§ What is required: Every entry below should come back unchanged, except that the pictures are dropped.

§ Given entries:
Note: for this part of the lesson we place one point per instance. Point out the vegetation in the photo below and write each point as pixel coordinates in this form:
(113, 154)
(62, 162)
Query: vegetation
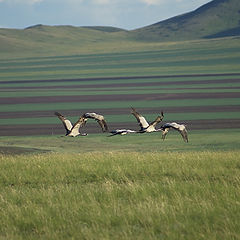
(169, 195)
(123, 187)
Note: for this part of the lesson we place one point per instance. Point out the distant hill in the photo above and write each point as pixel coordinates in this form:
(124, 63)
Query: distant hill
(217, 18)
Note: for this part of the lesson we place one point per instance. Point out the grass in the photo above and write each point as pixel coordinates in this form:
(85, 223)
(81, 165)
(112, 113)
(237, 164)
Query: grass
(210, 140)
(167, 195)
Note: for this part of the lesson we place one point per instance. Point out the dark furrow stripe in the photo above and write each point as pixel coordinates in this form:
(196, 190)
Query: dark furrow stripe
(120, 78)
(120, 111)
(53, 129)
(116, 97)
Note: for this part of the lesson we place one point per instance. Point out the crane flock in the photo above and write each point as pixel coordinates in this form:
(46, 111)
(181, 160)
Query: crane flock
(145, 127)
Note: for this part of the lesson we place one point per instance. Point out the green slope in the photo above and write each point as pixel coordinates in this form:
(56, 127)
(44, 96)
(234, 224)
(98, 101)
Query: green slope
(59, 40)
(218, 18)
(210, 19)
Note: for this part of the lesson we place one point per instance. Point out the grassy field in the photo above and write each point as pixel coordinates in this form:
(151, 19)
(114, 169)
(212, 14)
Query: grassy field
(131, 195)
(123, 187)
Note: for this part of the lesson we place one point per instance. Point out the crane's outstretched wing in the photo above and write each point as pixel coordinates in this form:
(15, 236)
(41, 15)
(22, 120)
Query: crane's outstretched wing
(157, 120)
(179, 127)
(66, 123)
(103, 125)
(141, 120)
(99, 118)
(80, 123)
(121, 132)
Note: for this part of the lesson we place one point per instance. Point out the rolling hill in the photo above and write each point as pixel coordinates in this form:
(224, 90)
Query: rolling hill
(218, 18)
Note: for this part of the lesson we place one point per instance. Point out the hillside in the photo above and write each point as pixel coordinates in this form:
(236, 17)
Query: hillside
(58, 40)
(217, 18)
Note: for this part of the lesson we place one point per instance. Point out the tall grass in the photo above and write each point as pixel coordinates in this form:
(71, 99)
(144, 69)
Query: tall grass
(120, 196)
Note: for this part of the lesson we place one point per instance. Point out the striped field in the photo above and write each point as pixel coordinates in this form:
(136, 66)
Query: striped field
(197, 83)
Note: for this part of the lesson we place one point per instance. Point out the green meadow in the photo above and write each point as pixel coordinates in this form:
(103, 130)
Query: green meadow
(124, 187)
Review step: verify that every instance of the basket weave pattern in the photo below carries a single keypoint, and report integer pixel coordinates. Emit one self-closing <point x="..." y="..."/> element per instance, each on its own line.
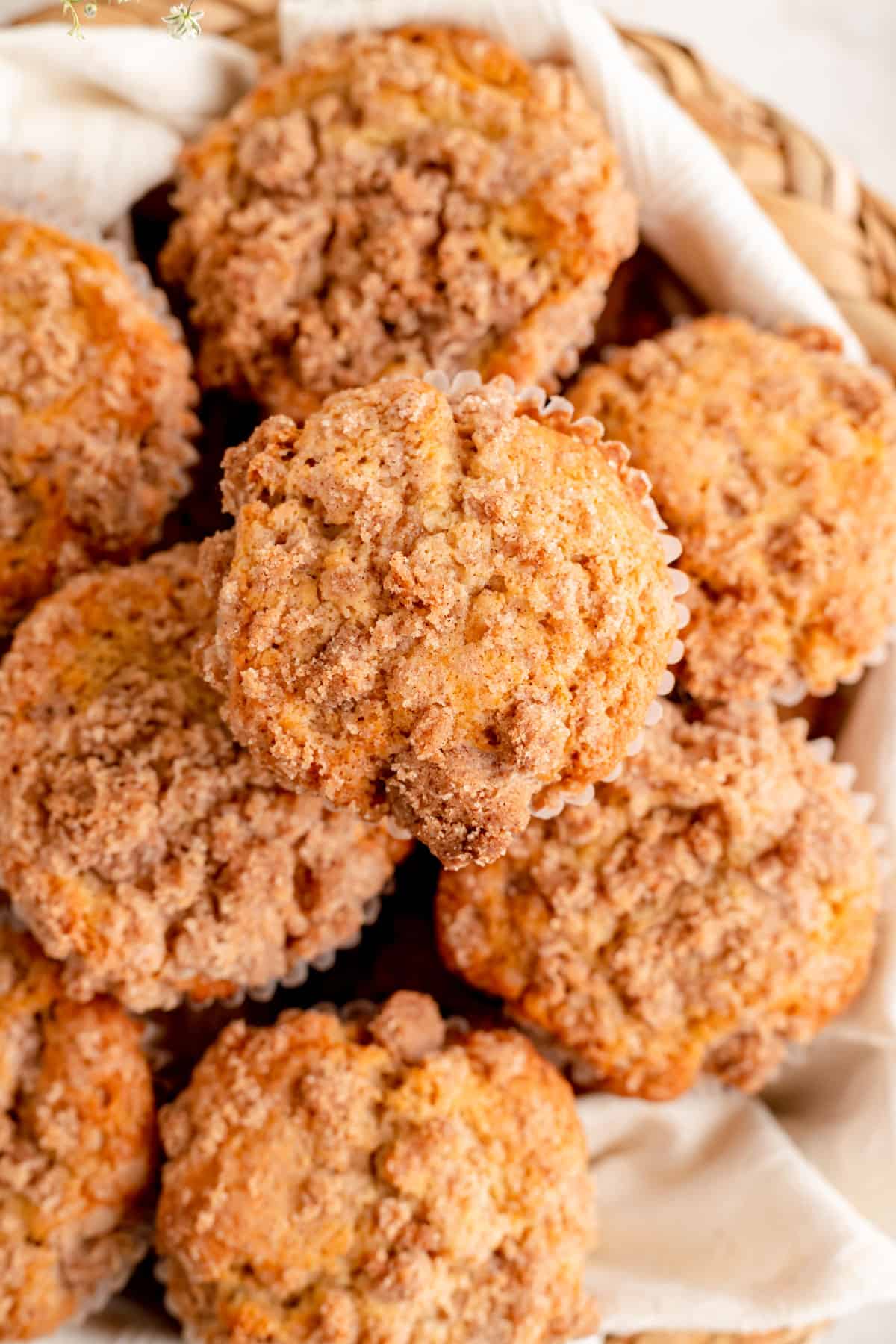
<point x="841" y="230"/>
<point x="844" y="231"/>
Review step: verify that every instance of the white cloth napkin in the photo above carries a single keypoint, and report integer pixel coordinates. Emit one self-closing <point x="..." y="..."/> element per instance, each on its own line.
<point x="89" y="127"/>
<point x="716" y="1211"/>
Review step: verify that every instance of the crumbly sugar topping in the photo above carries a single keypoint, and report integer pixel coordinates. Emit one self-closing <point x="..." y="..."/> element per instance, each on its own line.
<point x="77" y="1145"/>
<point x="773" y="458"/>
<point x="361" y="1180"/>
<point x="714" y="903"/>
<point x="96" y="413"/>
<point x="437" y="606"/>
<point x="140" y="843"/>
<point x="398" y="201"/>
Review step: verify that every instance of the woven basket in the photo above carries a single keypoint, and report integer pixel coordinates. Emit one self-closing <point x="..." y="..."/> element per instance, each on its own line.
<point x="841" y="230"/>
<point x="844" y="233"/>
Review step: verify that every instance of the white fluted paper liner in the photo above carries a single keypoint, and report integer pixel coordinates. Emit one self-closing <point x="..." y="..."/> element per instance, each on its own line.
<point x="561" y="414"/>
<point x="712" y="1216"/>
<point x="62" y="217"/>
<point x="794" y="690"/>
<point x="300" y="971"/>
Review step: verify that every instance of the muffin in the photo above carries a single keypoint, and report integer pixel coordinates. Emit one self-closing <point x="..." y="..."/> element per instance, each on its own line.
<point x="141" y="844"/>
<point x="96" y="413"/>
<point x="774" y="461"/>
<point x="77" y="1145"/>
<point x="383" y="1177"/>
<point x="398" y="202"/>
<point x="438" y="605"/>
<point x="712" y="905"/>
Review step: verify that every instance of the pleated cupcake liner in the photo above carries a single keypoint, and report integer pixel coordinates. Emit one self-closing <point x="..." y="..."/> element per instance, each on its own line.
<point x="559" y="413"/>
<point x="57" y="215"/>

§ Reply to the exercise:
Note: for this part of the lesson we place one point per instance. Point out the vegetation in the photo below and write each point as pixel coordinates in this form:
(113, 154)
(62, 162)
Query: vegetation
(169, 195)
(123, 187)
Note: for this part of the lesson we place one point per instance. Point out the distant hill in the photo above and write each point as pixel coordinates in this form:
(124, 63)
Query: distant hill
(217, 18)
Note: for this part of the lesson we place one point per instance. Point out the grass in the photo above and write each point as pixel coordinates in this form:
(85, 223)
(81, 165)
(112, 113)
(237, 164)
Query: grass
(210, 140)
(167, 195)
Note: for this part of the lesson we place one point per instance. Point out the dark furrow stripe in the photo above and write each point as pixel coordinates in this form:
(196, 190)
Query: dark furrow stripe
(120, 78)
(120, 111)
(53, 129)
(116, 97)
Note: for this part of the lesson we place one point per instance. Point out the crane flock in the photo above and write each point as pixel coordinates in this form:
(46, 111)
(181, 160)
Query: crane flock
(145, 127)
Note: for this part of the lesson we place one point per instance. Point out the green slope in the photo above and write each point as pixel coordinates in this form:
(56, 127)
(44, 96)
(234, 224)
(98, 101)
Query: green slope
(59, 40)
(218, 18)
(210, 19)
Note: for this part of the lesson we place one point per instance. Point out the grassy field in the photo above and write each point as pixel coordinates in this form:
(151, 19)
(114, 169)
(212, 14)
Query: grassy field
(131, 195)
(123, 187)
Note: for this part of the lesson we place one point per instance. Point out the crane's outstretched wing in the photo above and write each point as pixel coordinates in this form:
(15, 236)
(41, 15)
(22, 120)
Query: crane's outstretched wing
(157, 120)
(179, 127)
(66, 123)
(103, 125)
(141, 120)
(99, 118)
(80, 123)
(121, 132)
Note: for this part of the lesson we place one point per instance. Point out the rolling hill in the photo above and write each point as pixel coordinates in this form:
(224, 90)
Query: rolling hill
(218, 18)
Note: for this part of the lesson we place one point per instance. Point out the hillside in the photo above and write each point as pixel coordinates in this form:
(236, 17)
Query: hillside
(58, 40)
(217, 18)
Note: for this part of the lesson we place one point per instance. Point out the tall grass in the photo above and write each point as pixel coordinates in this form:
(71, 99)
(144, 69)
Query: tall grass
(120, 196)
Note: for this part of the lesson we place one point per instance. Point out the striped field in the photo above and write each point as pixel coordinates in this form:
(136, 66)
Query: striped field
(197, 83)
Note: for this part of the lesson we place one point per instance. Point out the green meadow in the photo above and write each point as pixel coordinates in this form:
(103, 130)
Query: green meadow
(124, 187)
Review step: verify that every instance of the basket weave pattern in the photo below carries a single keypoint, and report integer pixel coordinates. Emit one self-closing <point x="..." y="..."/> element per instance, each on its own line.
<point x="841" y="230"/>
<point x="844" y="231"/>
Review step: verify that every instance of the white cloth napkin in the photo above carries a single keypoint, and report integer pixel coordinates. Emit one self-closing <point x="..." y="..."/> element per instance, each on its own line.
<point x="89" y="127"/>
<point x="716" y="1211"/>
Review step: verify that every instance of the crumbly sugar topping in the photo above carries a single keypoint, and report integer pixel coordinates. Emit one self-closing <point x="..." y="..."/> element per instance, each on its own line.
<point x="77" y="1145"/>
<point x="773" y="458"/>
<point x="361" y="1180"/>
<point x="714" y="903"/>
<point x="96" y="413"/>
<point x="437" y="606"/>
<point x="140" y="843"/>
<point x="398" y="201"/>
Review step: verify that every instance of the woven basket in the photo above carries a single keypoint, and report integer pixel coordinates. Emit one self-closing <point x="..." y="..."/> element per instance, each on its own line.
<point x="841" y="230"/>
<point x="844" y="233"/>
Review step: verify that every instance of the white fluted paper liner in the photo above carries a single keypoint, and report integer pixel coordinates. Emit one self-closing <point x="..." y="..."/> element per instance, each on its own line.
<point x="561" y="414"/>
<point x="712" y="1216"/>
<point x="62" y="217"/>
<point x="794" y="690"/>
<point x="300" y="971"/>
Review step: verify that every instance of the muffin in the photo above carries a single keypoint, and report integer pixel coordinates. Emit one self-closing <point x="..." y="..."/> element per instance, each on its own line.
<point x="141" y="844"/>
<point x="96" y="413"/>
<point x="774" y="461"/>
<point x="77" y="1145"/>
<point x="383" y="1177"/>
<point x="398" y="202"/>
<point x="438" y="605"/>
<point x="712" y="905"/>
Review step: verify that every instance of the pleated cupcake liner in the photo above carries a single keypoint, and report integer pixel coordinates. Emit one self-closing <point x="..." y="..."/> element per instance, each on its own line.
<point x="559" y="413"/>
<point x="57" y="215"/>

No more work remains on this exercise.